### Do this
Rewrite the lines below as a numbered list, skipping any blank lines.

## start

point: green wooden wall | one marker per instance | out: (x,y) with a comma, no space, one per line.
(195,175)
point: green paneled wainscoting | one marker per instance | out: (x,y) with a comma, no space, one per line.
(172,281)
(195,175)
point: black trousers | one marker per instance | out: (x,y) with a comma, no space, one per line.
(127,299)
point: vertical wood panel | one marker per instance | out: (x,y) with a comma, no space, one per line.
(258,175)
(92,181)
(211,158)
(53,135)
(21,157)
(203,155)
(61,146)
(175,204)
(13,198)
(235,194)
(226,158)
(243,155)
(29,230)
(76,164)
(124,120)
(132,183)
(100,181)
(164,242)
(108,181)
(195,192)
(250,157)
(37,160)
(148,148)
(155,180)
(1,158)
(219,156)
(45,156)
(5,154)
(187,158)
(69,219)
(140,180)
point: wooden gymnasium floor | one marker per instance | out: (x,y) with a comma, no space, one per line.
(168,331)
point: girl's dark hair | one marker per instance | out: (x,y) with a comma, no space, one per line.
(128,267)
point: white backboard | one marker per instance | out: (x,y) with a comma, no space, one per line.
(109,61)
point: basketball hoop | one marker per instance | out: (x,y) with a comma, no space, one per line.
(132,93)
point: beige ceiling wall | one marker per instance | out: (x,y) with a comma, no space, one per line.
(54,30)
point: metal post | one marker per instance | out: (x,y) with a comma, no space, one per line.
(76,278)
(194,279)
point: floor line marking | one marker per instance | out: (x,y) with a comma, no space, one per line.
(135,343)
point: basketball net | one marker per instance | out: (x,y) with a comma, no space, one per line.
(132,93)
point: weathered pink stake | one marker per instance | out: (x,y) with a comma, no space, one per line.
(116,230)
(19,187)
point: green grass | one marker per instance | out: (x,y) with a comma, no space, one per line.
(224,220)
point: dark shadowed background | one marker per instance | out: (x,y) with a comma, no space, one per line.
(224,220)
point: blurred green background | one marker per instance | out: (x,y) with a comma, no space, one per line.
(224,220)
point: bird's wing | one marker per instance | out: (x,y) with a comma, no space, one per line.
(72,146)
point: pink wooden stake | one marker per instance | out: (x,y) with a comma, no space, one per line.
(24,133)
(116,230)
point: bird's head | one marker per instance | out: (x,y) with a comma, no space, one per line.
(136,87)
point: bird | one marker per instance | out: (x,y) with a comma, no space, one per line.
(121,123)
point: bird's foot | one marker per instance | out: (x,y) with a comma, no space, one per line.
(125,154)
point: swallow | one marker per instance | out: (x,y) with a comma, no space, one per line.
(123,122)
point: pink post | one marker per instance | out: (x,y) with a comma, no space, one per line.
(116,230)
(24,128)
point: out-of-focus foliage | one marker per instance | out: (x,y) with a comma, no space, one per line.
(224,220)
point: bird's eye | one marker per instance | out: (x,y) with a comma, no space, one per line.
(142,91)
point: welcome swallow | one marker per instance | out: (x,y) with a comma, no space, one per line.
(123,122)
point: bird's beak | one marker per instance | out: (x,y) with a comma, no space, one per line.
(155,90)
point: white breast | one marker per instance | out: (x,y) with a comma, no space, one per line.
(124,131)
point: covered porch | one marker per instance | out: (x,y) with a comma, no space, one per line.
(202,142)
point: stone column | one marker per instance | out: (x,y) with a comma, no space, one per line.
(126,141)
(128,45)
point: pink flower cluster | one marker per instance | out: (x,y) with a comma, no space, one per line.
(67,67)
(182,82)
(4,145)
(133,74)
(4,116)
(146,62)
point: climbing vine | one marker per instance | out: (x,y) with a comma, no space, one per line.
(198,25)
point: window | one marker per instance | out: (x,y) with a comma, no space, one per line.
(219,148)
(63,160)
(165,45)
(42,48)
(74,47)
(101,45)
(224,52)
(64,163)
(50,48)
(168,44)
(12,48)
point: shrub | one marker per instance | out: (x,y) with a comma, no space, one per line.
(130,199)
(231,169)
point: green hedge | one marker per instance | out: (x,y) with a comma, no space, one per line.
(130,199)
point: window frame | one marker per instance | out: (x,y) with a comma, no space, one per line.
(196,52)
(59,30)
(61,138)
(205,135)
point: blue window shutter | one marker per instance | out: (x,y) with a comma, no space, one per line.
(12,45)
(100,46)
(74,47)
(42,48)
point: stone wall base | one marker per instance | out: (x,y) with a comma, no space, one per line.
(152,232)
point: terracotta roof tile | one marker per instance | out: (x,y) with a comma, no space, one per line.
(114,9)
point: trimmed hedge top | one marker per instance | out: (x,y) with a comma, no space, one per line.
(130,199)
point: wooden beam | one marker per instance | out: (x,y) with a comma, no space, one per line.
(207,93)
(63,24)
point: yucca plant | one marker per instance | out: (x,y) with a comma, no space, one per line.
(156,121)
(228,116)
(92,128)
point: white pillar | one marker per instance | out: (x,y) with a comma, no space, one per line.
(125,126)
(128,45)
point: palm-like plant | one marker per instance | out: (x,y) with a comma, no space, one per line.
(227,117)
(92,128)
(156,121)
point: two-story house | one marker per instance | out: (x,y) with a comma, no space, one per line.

## end

### Final answer
1. point: green wooden wall | one marker per instance | out: (x,y) with a comma, no space, one per line.
2. (195,175)
3. point: green paneled wainscoting | one marker per instance | out: (x,y) with a comma, no space, one per line.
4. (172,281)
5. (195,175)
6. point: black trousers | one marker per instance | out: (x,y) with a comma, no space, one per line.
7. (127,299)
8. point: vertical wood panel | one marker per instance | out: (x,y) with a comma, no space, one per line.
9. (258,175)
10. (92,181)
11. (211,158)
12. (53,135)
13. (21,157)
14. (203,155)
15. (61,146)
16. (175,204)
17. (13,198)
18. (235,194)
19. (226,158)
20. (243,155)
21. (29,230)
22. (76,164)
23. (124,120)
24. (132,183)
25. (100,181)
26. (164,242)
27. (108,181)
28. (195,192)
29. (250,157)
30. (37,160)
31. (148,148)
32. (155,180)
33. (1,158)
34. (219,156)
35. (45,156)
36. (5,154)
37. (187,158)
38. (69,219)
39. (140,180)
40. point: wooden gymnasium floor | one marker per instance | out: (x,y) with a comma, no space, one per line.
41. (168,331)
42. point: girl's dark hair | one marker per instance | out: (x,y) with a comma, no space, one per line.
43. (128,267)
44. point: white backboard | one marker per instance | out: (x,y) with a comma, no space, one per line.
45. (109,61)
46. point: basketball hoop | one marker per instance | out: (x,y) with a comma, no space, one per line.
47. (132,93)
48. point: beige ceiling wall | one marker per instance | out: (x,y) with a comma, no space, one per line.
49. (54,30)
50. point: metal post | one marker per instance | out: (x,y) with a comma, no space, one per line.
51. (76,278)
52. (194,279)
53. point: floor line marking | one marker per instance | out: (x,y) with a comma, no space, one per line.
54. (135,343)
55. point: basketball net | one marker per instance | out: (x,y) with a comma, no space, one per line.
56. (132,93)
57. point: weathered pink stake | one marker per instance | out: (x,y) with a comma, no space, one per line.
58. (116,230)
59. (19,187)
60. point: green grass | one marker per instance | out: (x,y) with a comma, no space, one per line.
61. (224,220)
62. point: dark shadowed background | one marker per instance | out: (x,y) with a comma, no space, one per line.
63. (224,220)
64. point: blurred green background | one marker per instance | out: (x,y) with a comma, no space, one per line.
65. (224,220)
66. point: bird's wing | one marker per instance | out: (x,y) with a comma, no space, one per line.
67. (72,146)
68. point: pink wooden stake | one marker per instance | out: (x,y) with a comma, no space, one per line.
69. (24,133)
70. (116,230)
71. point: bird's head | one marker per instance | out: (x,y) with a comma, no space, one per line.
72. (136,87)
73. point: bird | one marker per instance | out: (x,y) with a comma, no space, one per line.
74. (121,123)
75. point: bird's foot | one marker per instance | out: (x,y) with a comma, no space, one per line.
76. (125,154)
77. point: swallow | one marker per instance | out: (x,y) with a comma, no space, one per line.
78. (123,122)
79. point: pink post | one marker per instance | out: (x,y) with a comma, no space, one per line.
80. (116,230)
81. (24,128)
82. point: out-of-focus foliage | one marker per instance | out: (x,y) with a comma, no space, one per line.
83. (224,220)
84. point: bird's eye | one marker per instance | out: (x,y) with a comma, no space, one per line.
85. (142,91)
86. point: welcome swallow | one marker per instance | out: (x,y) with a comma, no space, one per line.
87. (123,122)
88. point: bird's beak | one marker per instance | out: (x,y) with a comma, no space, one per line.
89. (155,90)
90. point: white breast | one marker per instance | out: (x,y) with a comma, no space, one per line.
91. (124,131)
92. point: covered porch | one marker per instance | out: (x,y) with a comma, no space, one per line.
93. (202,142)
94. point: stone column | one marker per instance | out: (x,y) with a comma, no space, one per line.
95. (126,141)
96. (128,45)
97. point: pink flower cluster | one marker per instance | out: (x,y) with a comma, no space, one per line.
98. (67,67)
99. (182,82)
100. (4,145)
101. (133,74)
102. (4,116)
103. (146,62)
104. point: climbing vine | one marker per instance | out: (x,y) with a comma, no space, one per line.
105. (198,25)
106. point: window | one marker per instance | out: (x,y) with a comma, no space, one per line.
107. (219,148)
108. (63,160)
109. (165,45)
110. (42,48)
111. (74,47)
112. (101,45)
113. (224,52)
114. (64,163)
115. (50,48)
116. (168,44)
117. (12,48)
118. point: shrub | one marker per instance | out: (x,y) with a comma, no space, one per line.
119. (130,199)
120. (231,169)
121. point: green hedge | one marker per instance | out: (x,y) with a comma, no space, one per line.
122. (130,199)
123. point: window frame | one marker per instance | out: (x,y) with a comma, no space, one per line.
124. (196,52)
125. (59,30)
126. (61,138)
127. (205,135)
128. point: blue window shutter | one marker per instance | out: (x,y) with a comma, no space, one per line.
129. (12,45)
130. (100,46)
131. (74,47)
132. (42,48)
133. point: stone wall base | one marker per instance | out: (x,y) with a comma, no space, one per line.
134. (152,232)
135. point: terracotta roof tile | one marker per instance | out: (x,y) with a comma, no space, one per line.
136. (114,9)
137. point: trimmed hedge top | one marker per instance | out: (x,y) with a comma, no space, one per line.
138. (130,199)
139. point: wooden beam | one marker per instance | out: (x,y) with a comma, no space, one per line.
140. (207,93)
141. (63,24)
142. point: yucca plant | one marker per instance | out: (x,y) with a comma, no space, one per line.
143. (156,121)
144. (228,116)
145. (92,128)
146. point: white pillar | one marker per instance | out: (x,y) with a comma, no space, one per line.
147. (125,126)
148. (128,45)
149. point: palm-like plant | one marker per instance | out: (x,y) with a comma, no space, one per line.
150. (227,117)
151. (92,128)
152. (156,121)
153. point: two-story house | one marker per instance | out: (x,y) with a comma, no space, one per line.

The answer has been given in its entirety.